• READING TEXT
▽

Thursday, February 5, 2015

6 of New Orleans’ Best Hotel Bars

Chimay at Patrick's Bar Vin New Orleans
Belgian Beer at Patrick's Bar Vin
New Orleans has no shortage of bars from which to choose, but something that really makes New Orleans stand out is its collection of unique hotel bars.  These aren’t your average hotel bars, where drinks are served just off the lobby.  New Orleans’ best hotel bars are steeped in history and serve some of the best cocktails in town.

Carousel Bar & Lounge at Hotel Monteleone


Hotel Monteleone New Orleans
Hotel Monteleone
It doesn’t get much more unique than a revolving merry-go-round bar.  That is exactly what the Hotel Monteleone offers with its famous Carousel Bar.  Hotel Monteleone was founded by Antonio Monteleone, a shoemaker who emigrated from Sicily to America.  Antonio Monteleone opened a cobbler shop on Royal Street (his entryway mosaic is still there), and in 1886 bought the Commercial Hotel across the street.  The hotel has gone through five renovations since 1886 and is still family owned.  Hotel Monteleone is one of only three hotels in the United States designated as an official literary landmark by the American Library Association, as famous American authors like Truman Capote, Richard Ford, Eudora Welty, William Faulkner, and Tennessee Williams used to frequent the hotel.

Monteleone Mosaic New Orleans
Monteleon Mosaic
The carousel was installed in 1949.  The 25-seat carousel pewter bar turns on 2,000 rollers and takes exactly 15 minutes to make a complete rotation.  Bar tenders have to climb over the bar to get out, and they have to remember the faces of their patrons as they will be in a completely different place once their cocktail is poured.  The only thing missing from the carousel is the circus animals, but they are referenced as paintings on the back of each bar stool.

△

• GIVEN MATERIAL

▽

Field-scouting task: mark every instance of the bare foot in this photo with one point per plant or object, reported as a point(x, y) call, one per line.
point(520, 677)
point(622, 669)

△

• STATED EXERCISE
Update the New Orleans hotel bars text by rewriting everything from "Chimay at Patrick's" down to "cocktails in town." with "hotel bars" changed to "hotel lounges".

• EXERCISE ANSWER
Chimay at Patrick's Bar Vin New Orleans
Belgian Beer at Patrick's Bar Vin
New Orleans has no shortage of bars from which to choose, but something that really makes New Orleans stand out is its collection of unique hotel lounges.  These aren’t your average hotel lounges, where drinks are served just off the lobby.  New Orleans’ best hotel lounges are steeped in history and serve some of the best cocktails in town.